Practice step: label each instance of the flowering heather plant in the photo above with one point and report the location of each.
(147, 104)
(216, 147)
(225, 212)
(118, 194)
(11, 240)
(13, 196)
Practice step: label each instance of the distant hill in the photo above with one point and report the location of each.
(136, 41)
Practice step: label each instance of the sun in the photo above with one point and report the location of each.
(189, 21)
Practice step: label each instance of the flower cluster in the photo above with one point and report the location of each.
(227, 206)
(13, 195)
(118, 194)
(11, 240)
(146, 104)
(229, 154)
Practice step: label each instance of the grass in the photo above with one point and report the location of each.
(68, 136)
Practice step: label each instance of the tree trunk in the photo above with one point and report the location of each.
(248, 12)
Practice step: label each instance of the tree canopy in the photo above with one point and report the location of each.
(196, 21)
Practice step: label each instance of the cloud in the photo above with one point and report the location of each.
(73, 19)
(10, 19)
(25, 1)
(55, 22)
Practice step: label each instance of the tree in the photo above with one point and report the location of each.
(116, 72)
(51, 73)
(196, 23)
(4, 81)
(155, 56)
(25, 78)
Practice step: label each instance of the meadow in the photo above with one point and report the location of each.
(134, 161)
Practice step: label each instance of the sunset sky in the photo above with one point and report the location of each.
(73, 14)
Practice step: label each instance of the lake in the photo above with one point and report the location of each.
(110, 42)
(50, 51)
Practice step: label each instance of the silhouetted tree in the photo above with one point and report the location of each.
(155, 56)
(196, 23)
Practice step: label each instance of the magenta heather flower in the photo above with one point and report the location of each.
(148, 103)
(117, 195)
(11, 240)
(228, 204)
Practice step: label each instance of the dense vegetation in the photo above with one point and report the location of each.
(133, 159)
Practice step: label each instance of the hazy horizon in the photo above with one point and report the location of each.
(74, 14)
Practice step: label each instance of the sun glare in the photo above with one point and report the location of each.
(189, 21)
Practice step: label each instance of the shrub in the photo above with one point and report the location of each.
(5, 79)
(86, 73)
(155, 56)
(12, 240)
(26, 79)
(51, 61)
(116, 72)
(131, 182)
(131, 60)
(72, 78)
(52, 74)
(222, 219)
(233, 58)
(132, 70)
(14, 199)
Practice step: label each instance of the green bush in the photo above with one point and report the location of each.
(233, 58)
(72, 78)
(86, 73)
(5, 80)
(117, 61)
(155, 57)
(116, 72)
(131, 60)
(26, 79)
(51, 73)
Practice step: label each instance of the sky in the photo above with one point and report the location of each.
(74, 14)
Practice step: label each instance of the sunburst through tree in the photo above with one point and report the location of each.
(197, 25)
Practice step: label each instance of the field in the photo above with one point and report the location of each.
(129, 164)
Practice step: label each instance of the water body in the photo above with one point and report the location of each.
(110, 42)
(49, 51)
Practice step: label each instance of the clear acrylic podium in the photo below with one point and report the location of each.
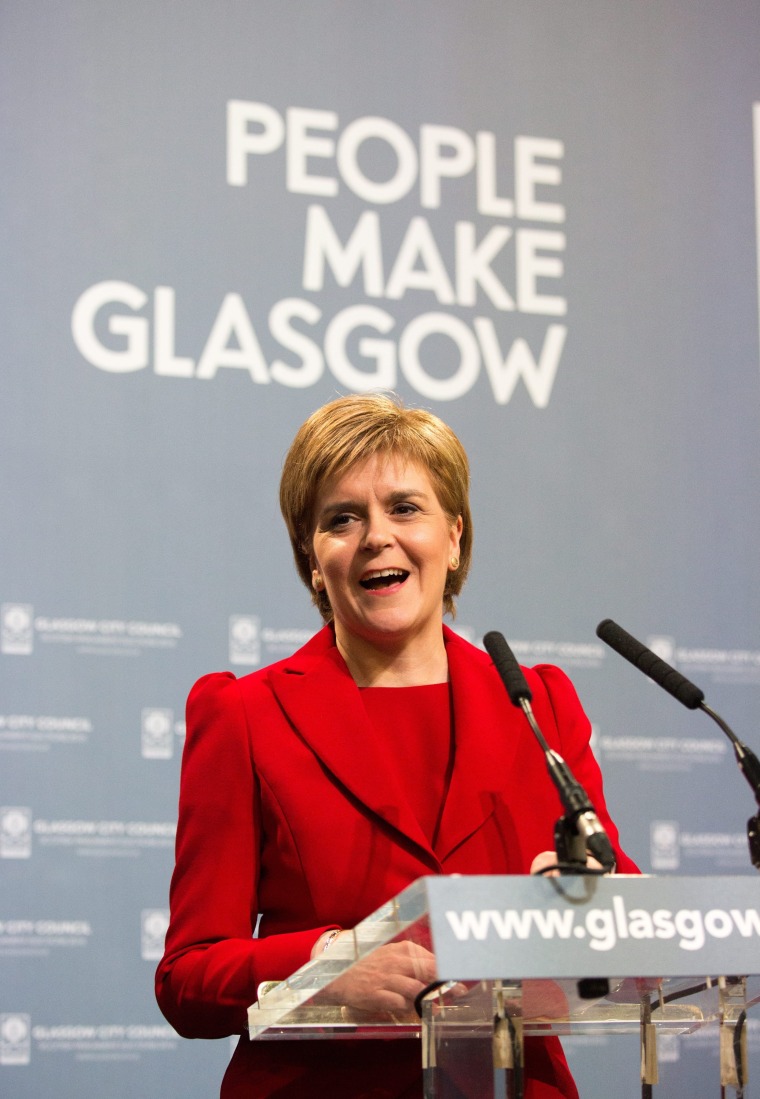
(521, 956)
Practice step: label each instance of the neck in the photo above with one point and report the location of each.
(409, 664)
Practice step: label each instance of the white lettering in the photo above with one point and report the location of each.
(233, 322)
(242, 141)
(401, 182)
(134, 355)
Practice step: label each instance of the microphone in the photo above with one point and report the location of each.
(580, 829)
(643, 658)
(693, 698)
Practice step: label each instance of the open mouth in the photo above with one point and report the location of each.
(383, 578)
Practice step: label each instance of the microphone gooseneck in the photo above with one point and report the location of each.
(580, 818)
(693, 698)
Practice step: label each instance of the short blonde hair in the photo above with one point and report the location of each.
(351, 430)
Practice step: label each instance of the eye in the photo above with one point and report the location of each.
(339, 521)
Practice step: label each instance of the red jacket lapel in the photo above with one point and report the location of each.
(484, 751)
(323, 705)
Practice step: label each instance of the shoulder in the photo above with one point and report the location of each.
(219, 688)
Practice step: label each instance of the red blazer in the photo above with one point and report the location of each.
(288, 808)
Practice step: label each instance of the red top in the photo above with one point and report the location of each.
(415, 733)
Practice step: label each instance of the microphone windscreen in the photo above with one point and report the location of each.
(505, 664)
(641, 657)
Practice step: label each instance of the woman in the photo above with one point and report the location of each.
(386, 748)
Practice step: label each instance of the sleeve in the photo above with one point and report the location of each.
(212, 965)
(573, 735)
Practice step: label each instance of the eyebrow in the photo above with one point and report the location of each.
(395, 497)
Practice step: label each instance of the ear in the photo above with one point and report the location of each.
(455, 534)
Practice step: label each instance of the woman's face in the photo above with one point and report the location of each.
(382, 545)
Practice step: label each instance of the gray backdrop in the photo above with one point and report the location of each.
(538, 220)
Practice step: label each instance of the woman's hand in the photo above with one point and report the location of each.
(387, 981)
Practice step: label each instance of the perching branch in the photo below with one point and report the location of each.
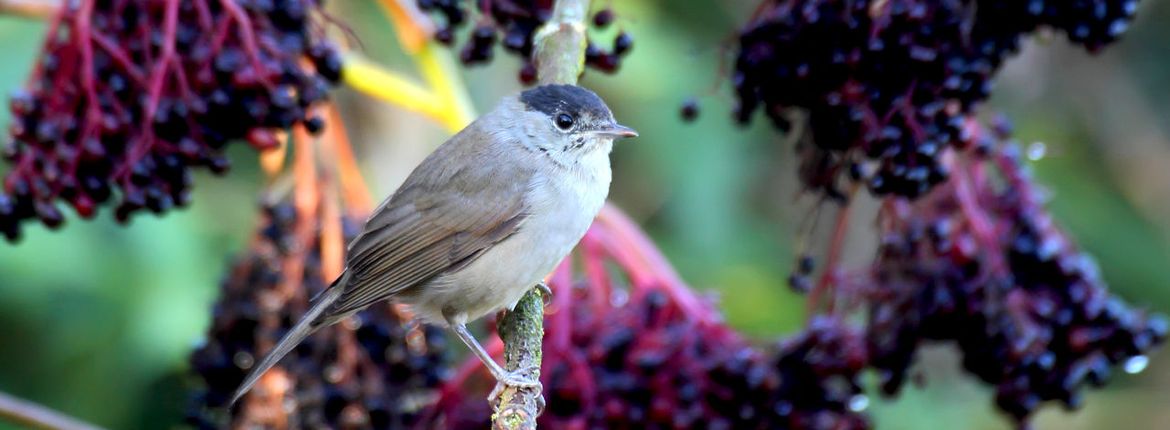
(35, 416)
(559, 59)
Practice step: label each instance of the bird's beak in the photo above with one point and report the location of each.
(618, 131)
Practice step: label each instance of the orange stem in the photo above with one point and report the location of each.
(353, 187)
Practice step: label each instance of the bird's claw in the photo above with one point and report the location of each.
(545, 293)
(518, 379)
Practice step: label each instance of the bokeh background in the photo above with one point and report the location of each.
(97, 319)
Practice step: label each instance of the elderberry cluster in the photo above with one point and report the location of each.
(514, 23)
(649, 365)
(129, 96)
(376, 373)
(992, 274)
(883, 85)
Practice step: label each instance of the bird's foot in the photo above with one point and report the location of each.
(545, 293)
(520, 379)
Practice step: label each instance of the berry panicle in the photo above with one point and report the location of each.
(885, 85)
(126, 97)
(511, 25)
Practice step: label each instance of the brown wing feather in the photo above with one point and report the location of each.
(444, 216)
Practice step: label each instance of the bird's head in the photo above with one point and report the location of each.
(568, 120)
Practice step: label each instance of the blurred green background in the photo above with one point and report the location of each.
(97, 319)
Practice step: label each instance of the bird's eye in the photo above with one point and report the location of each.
(564, 120)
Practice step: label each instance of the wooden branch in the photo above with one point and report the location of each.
(522, 331)
(559, 59)
(561, 43)
(35, 416)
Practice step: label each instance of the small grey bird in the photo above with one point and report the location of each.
(481, 221)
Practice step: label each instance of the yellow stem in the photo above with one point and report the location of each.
(389, 85)
(441, 74)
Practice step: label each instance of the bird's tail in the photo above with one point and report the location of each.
(308, 324)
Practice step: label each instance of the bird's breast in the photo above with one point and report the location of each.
(561, 207)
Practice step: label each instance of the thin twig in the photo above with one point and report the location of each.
(559, 59)
(32, 415)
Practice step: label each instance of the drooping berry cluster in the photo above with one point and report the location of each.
(516, 22)
(655, 356)
(982, 264)
(128, 96)
(374, 372)
(883, 84)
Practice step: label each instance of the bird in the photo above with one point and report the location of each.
(481, 221)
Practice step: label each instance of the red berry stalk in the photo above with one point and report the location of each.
(883, 85)
(128, 96)
(979, 263)
(628, 346)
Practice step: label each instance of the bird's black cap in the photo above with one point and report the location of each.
(557, 98)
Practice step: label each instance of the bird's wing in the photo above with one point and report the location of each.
(444, 216)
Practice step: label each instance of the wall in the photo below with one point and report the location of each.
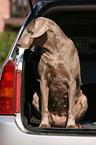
(4, 12)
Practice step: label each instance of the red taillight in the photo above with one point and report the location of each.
(7, 88)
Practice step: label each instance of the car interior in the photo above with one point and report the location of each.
(80, 26)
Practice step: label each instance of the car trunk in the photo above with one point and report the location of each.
(79, 24)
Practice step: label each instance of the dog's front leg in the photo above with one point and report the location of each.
(45, 93)
(71, 112)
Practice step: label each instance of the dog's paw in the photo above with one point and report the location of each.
(74, 126)
(44, 125)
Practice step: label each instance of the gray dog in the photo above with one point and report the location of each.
(63, 103)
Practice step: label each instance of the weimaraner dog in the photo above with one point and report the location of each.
(63, 102)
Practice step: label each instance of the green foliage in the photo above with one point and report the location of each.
(6, 41)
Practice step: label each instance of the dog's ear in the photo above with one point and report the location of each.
(37, 27)
(34, 30)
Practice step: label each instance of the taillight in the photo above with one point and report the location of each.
(7, 88)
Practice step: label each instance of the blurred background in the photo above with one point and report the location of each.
(12, 16)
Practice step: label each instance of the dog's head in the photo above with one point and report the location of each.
(35, 29)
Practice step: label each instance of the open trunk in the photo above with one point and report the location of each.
(79, 24)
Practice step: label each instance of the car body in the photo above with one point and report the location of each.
(77, 19)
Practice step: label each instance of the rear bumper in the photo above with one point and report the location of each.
(11, 134)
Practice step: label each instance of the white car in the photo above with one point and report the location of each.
☆ ☆ ☆ ☆
**WHAT IS NEEDED:** The answer is the line containing "Practice step: label each instance of the blurred background" together with every line after it in the records, repeated exactly and with nothing else.

**OUTPUT BELOW:**
Practice step: label each instance of the blurred background in the photo above with one point and report the location of each.
(12, 16)
Practice step: label each instance of the dog's head in the photo above with one point and report the location of each.
(35, 29)
Practice step: label each instance of the open trunk in the photo above with one point and report the location of each.
(79, 24)
Practice step: label each instance of the car body in the photo above with one point and report the location of each.
(77, 19)
Practice step: label each instance of the rear bumper in the photo above with one point and report the location of each.
(11, 134)
Practice step: label each instance of the white car in the photo above with one point and report the location of each.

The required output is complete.